* Requirements
Please return all of the data below as a JSON list of strings, with one string per line and blank lines left out.

* Material for this task
□ □ □ □ □

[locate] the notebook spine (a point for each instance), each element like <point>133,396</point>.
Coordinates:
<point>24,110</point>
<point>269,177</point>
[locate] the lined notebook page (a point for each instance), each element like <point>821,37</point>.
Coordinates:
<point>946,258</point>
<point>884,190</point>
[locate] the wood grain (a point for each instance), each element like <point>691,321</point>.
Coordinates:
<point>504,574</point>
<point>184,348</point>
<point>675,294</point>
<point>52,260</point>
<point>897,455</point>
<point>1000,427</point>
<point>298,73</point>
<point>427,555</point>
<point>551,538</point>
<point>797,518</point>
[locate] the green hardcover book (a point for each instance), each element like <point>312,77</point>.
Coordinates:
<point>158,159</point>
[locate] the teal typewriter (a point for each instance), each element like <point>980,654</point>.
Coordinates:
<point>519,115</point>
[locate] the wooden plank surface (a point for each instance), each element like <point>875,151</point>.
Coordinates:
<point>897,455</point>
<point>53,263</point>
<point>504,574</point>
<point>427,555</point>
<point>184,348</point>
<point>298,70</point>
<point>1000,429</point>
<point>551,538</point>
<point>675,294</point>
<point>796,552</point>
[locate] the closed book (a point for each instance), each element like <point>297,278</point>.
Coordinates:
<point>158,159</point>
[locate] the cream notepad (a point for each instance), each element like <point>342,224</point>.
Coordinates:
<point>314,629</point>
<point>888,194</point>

□ □ □ □ □

* Result of this exercise
[
  "[locate] the notebook spine (a point for each instance), each element like <point>133,396</point>.",
  "Coordinates:",
  "<point>24,110</point>",
  "<point>269,177</point>",
  "[locate] the lined notebook page (a point for each instance), each element like <point>821,37</point>.",
  "Coordinates:",
  "<point>946,258</point>",
  "<point>884,190</point>",
  "[locate] the wood grain (a point for each instance), each element like <point>691,321</point>.",
  "Coordinates:",
  "<point>504,574</point>",
  "<point>184,348</point>",
  "<point>675,294</point>",
  "<point>52,260</point>",
  "<point>897,455</point>",
  "<point>1000,427</point>",
  "<point>298,73</point>",
  "<point>427,555</point>",
  "<point>551,538</point>",
  "<point>797,518</point>",
  "[locate] the green hardcover book (a point for each instance), each element like <point>312,77</point>.",
  "Coordinates:",
  "<point>158,159</point>",
  "[locate] the teal typewriter (a point for each instance), each element like <point>980,654</point>.",
  "Coordinates:",
  "<point>519,115</point>",
  "[locate] the wooden plank surface (a point for each instance), each element like <point>875,151</point>.",
  "Coordinates:",
  "<point>897,455</point>",
  "<point>53,263</point>",
  "<point>504,574</point>",
  "<point>427,555</point>",
  "<point>184,348</point>",
  "<point>298,70</point>",
  "<point>1000,429</point>",
  "<point>551,538</point>",
  "<point>675,294</point>",
  "<point>796,552</point>",
  "[locate] the closed book (a point for each instance), each element like <point>297,278</point>.",
  "Coordinates:",
  "<point>158,159</point>",
  "[locate] the cream notepad (a point for each instance), each element like <point>342,224</point>.",
  "Coordinates:",
  "<point>314,629</point>",
  "<point>888,194</point>"
]